:: EXERCISE PASSAGE ::

Spinal Cord Injury Treatment

Posted: Published on November 15th, 2013

This post was added by Dr Simmons

Spinal cord injuries can be devastating leading to partial or complete paralysis. Spinal cord injuries were once frequently fatal, but over the past fifty years many new treatments have been developed to help people with spinal cord injuries survive and possibly recover a great deal of function. Within the past twenty years, even more promising treatments have been developed for spinal cord injury.

Treatment of spinal cord injury may involve medication, and surgery, and always requires physical therapy. Spinal cord injury may be due to either traumatic or non-traumatic causes. Non-traumatic causes of spinal cord injury occur over time and include arthritis, cancer, infection, blood vessels problems, bleeding, and inflammation.

:::
:: PROVIDED MATERIAL ::

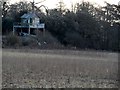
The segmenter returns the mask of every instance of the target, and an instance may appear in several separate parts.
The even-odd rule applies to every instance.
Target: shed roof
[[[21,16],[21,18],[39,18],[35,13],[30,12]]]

:::

### WHAT THE EXERCISE ASKS
Quote the spinal cord injury treatment text in full, word for word.

### RESULT OF THIS TASK
Spinal Cord Injury Treatment

Posted: Published on November 15th, 2013

This post was added by Dr Simmons

Spinal cord injuries can be devastating leading to partial or complete paralysis. Spinal cord injuries were once frequently fatal, but over the past fifty years many new treatments have been developed to help people with spinal cord injuries survive and possibly recover a great deal of function. Within the past twenty years, even more promising treatments have been developed for spinal cord injury.

Treatment of spinal cord injury may involve medication, and surgery, and always requires physical therapy. Spinal cord injury may be due to either traumatic or non-traumatic causes. Non-traumatic causes of spinal cord injury occur over time and include arthritis, cancer, infection, blood vessels problems, bleeding, and inflammation.